**TÂCHES À RÉALISER**
A – Dans le texte sur les décrets du Gouvernement provisoire, relevez chacun des motifs invoqués pour abolir la contrainte par corps.
B – Prolongez le texte sur les décrets du Gouvernement provisoire après sa dernière phrase.

**TEXTE FOURNI**

====

En premier lieu, le Gouvernement provisoire avait rendu un décret provisoire qui incorporait dans la garde nationale tous les citoyens, et décidait qu'un uniforme serait fourni, aux frais de l'Etat, à quiconque serait trop pauvre pour en faire lui-même la dépense[2].

En second lieu, le Gouvernement provisoire avait aboli la contrainte par corps clans un décret motivé comme il suit :

Considérant que la contrainte par corps, ancien débris de la législation romaine, qui mettait les personnes au rang des choses, est incompatible avec le droit public ;

Considérant que, si les droits des créanciers méritent la protection de la loi, ils ne sauraient être protégés par des moyens que repoussent la raison et l'humanité ; que la mauvaise foi et la fraude ont leur répression dans la loi pénale ; qu'il y a violation de la dignité humaine dans cette appréciation qui fait de la liberté des citoyens un équivalent légitime d'une dette pécuniaire... etc.[3].

====

**MATÉRIEL FOURNI**
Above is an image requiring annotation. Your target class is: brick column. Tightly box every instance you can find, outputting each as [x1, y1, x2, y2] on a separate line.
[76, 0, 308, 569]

====

**EXERCICES CORRIGÉS**
A –
- La contrainte par corps, ancien débris de la législation romaine qui mettait les personnes au rang des choses, est incompatible avec le droit public.
- Si les droits des créanciers méritent la protection de la loi, ils ne sauraient être protégés par des moyens que repoussent la raison et l'humanité.
- La mauvaise foi et la fraude ont leur répression dans la loi pénale.
- Il y a violation de la dignité humaine dans une appréciation qui fait de la liberté des citoyens un équivalent légitime d'une dette pécuniaire.

B –
En conséquence, la prison de Clichy était devenue libre.

Ainsi donc, on pouvait : 1° fonder une association d'ouvriers, en lui confiant la confection des uniformes de la garde nationale ; 2° transformer la prison de Clichy en atelier.

Sur ces entrefaites, j'apprends qu'il y avait parmi les délégués de la corporation des tailleurs un ouvrier doué de qualités éminentes, et placé très-haut dans l'estime de ses camarades. Je lui fais dire que je désire le voir ; il accourt. Je n'oublierai jamais l'impression qu'il me fit, dès qu'il parut. C'était un homme entre deux âges et de moyenne stature. Sa physionomie était sereine, un peu triste néanmoins, et d'une extrême douceur. Son corps mince et frêle, ses joues creuses, son visage d'une pâleur maladive, et son front prématurément dégarni, disaient assez qu'il avait beaucoup souffert et qu'il ne vivrait pas longtemps. Mais il y avait dans le caractère général de son attitude et dans le calme profond de ses yeux bleus la révélation d'une âme qui avait dû porter courageusement le poids de la vie. Son nom était Bérard.

Je vous ai envoyé chercher, lui dis je, pour avoir votre opinion sur la possibilité de fonder une association parmi les ouvriers tailleurs.

Avant tout, répondit-il, permettez-moi de vous demander si le Gouvernement provisoire est disposé à engager quelques fonds dans des entreprises de ce genre ?

Non ; c'est ce que j'aurais voulu, pour ma part ; et c'est dans ce but que j'avais demandé la création d'un ministère spécial ; mais vous savez que ma demande a été repoussée.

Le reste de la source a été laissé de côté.